#### Text excerpt
Settelmeyer to introduce bill allowing Medicaid patients to supplement rates with personal funds

Megan Messerly
Megan Messerly
Health CareLegislature

Senate Minority Leader James Settelmeyer is planning to introduce legislation this session that would allow Medicaid recipients to supplement state reimbursement rates with personal funds, a proposal he hopes will improve access to personal care services for patients.

Though still in bill draft request form, Settelmeyer said his aim is to allow patients to use a certain amount of their own money to boost Medicaid reimbursement rates for personal care services. He said he’s still working to determine how much people should be able to contribute, noting that if people are able to pay significantly more than Medicaid does, they might not need any state assistance at all.

Settelmeyer decided to propose the legislation after a wheelchair-bound constituent came to him. He said the man was unable to find someone to care for him at home at the current Medicaid rate and, as a result, has to spend his nights sleeping in a hospital.

“The ability to find someone to take care of him doesn’t really exist at the current rate of $9 to $10 an hour,” Settelmeyer said. “So what he was trying to do — because he does have the ability to work — and he's like, ‘I'd love to supplement that a little bit in order to get the rate up to like 12 bucks where I could actually hire somebody.’ But we don't allow that in the state of Nevada.”

#### Action item A
Quote the article on Settelmeyer's Medicaid bill between "Settelmeyer decided to" and "in a hospital.", inclusive.
#### Action item B
According to the article on Settelmeyer's Medicaid bill, where does the wheelchair-bound constituent have to spend his nights?
The lines that follow have no connection to the article.

[Free-text descriptions of objects]
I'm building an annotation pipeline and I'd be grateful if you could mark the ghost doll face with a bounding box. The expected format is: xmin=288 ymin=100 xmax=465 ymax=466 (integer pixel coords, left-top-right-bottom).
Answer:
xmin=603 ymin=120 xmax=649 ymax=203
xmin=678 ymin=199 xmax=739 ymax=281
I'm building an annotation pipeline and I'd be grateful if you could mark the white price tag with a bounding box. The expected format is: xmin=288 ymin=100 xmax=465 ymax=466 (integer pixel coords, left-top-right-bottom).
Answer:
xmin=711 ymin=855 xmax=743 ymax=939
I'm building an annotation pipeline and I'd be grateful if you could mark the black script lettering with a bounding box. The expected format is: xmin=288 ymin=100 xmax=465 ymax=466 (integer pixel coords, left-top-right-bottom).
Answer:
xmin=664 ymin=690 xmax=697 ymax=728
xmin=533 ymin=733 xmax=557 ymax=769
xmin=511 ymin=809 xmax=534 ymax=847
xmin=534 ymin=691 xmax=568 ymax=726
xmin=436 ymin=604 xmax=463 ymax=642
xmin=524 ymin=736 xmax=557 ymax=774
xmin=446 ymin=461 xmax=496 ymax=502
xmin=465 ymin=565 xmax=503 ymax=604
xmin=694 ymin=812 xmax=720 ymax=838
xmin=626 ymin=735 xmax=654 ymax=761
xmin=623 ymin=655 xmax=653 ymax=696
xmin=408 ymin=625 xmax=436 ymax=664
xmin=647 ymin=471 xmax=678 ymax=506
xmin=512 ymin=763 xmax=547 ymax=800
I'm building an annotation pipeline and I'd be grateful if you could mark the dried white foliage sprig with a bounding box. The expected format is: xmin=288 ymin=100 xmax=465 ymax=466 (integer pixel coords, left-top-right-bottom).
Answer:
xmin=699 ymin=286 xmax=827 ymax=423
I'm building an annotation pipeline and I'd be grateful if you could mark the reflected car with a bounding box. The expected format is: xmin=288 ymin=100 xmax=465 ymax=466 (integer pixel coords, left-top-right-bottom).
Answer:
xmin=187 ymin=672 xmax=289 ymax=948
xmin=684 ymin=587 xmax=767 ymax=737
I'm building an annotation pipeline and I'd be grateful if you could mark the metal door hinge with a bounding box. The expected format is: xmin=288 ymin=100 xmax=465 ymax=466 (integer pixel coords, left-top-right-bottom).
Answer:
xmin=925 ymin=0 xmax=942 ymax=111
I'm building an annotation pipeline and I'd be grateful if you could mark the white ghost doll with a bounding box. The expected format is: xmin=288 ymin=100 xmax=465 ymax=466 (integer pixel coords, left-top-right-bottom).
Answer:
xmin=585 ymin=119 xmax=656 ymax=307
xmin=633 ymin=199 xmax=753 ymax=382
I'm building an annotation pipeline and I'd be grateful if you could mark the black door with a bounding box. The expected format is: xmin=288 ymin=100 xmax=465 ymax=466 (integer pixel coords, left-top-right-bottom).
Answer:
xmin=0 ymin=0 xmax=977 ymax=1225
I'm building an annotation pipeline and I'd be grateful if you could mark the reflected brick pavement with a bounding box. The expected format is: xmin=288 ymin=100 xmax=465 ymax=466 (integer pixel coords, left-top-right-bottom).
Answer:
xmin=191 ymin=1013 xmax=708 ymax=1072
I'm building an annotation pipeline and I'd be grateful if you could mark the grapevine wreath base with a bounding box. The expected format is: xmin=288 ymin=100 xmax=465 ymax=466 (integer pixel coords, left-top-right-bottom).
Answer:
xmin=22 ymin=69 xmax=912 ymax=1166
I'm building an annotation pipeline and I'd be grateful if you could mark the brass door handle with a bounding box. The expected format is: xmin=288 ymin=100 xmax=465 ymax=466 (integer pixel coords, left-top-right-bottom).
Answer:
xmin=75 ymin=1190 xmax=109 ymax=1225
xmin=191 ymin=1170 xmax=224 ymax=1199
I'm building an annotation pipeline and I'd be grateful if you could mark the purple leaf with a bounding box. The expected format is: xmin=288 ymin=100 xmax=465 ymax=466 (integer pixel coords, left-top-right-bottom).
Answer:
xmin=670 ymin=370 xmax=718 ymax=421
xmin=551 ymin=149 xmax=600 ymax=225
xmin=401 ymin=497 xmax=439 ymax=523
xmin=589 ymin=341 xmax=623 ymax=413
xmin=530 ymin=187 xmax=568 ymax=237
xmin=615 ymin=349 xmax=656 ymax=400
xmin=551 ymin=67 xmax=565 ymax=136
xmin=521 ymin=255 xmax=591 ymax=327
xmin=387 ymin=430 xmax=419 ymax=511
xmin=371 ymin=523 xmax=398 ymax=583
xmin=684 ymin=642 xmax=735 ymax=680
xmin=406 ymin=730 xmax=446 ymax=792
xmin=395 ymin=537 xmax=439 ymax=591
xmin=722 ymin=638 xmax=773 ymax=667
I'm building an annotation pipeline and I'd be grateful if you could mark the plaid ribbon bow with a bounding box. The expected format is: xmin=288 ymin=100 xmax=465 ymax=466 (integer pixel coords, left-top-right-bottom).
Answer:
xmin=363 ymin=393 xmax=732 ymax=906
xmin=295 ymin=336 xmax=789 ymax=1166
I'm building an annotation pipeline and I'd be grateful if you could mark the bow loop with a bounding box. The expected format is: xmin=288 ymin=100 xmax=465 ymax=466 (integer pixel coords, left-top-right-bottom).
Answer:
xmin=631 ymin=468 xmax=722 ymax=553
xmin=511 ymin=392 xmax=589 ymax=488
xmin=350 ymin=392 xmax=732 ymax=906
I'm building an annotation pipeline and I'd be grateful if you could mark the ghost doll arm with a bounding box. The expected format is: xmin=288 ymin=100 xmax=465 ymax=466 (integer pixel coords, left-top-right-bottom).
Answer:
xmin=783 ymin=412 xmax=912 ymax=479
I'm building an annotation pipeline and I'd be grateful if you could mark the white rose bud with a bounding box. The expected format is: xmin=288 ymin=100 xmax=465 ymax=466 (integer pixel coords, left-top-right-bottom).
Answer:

#### Final answer A
Settelmeyer decided to propose the legislation after a wheelchair-bound constituent came to him. He said the man was unable to find someone to care for him at home at the current Medicaid rate and, as a result, has to spend his nights sleeping in a hospital.

#### Final answer B
He spends his nights sleeping in a hospital.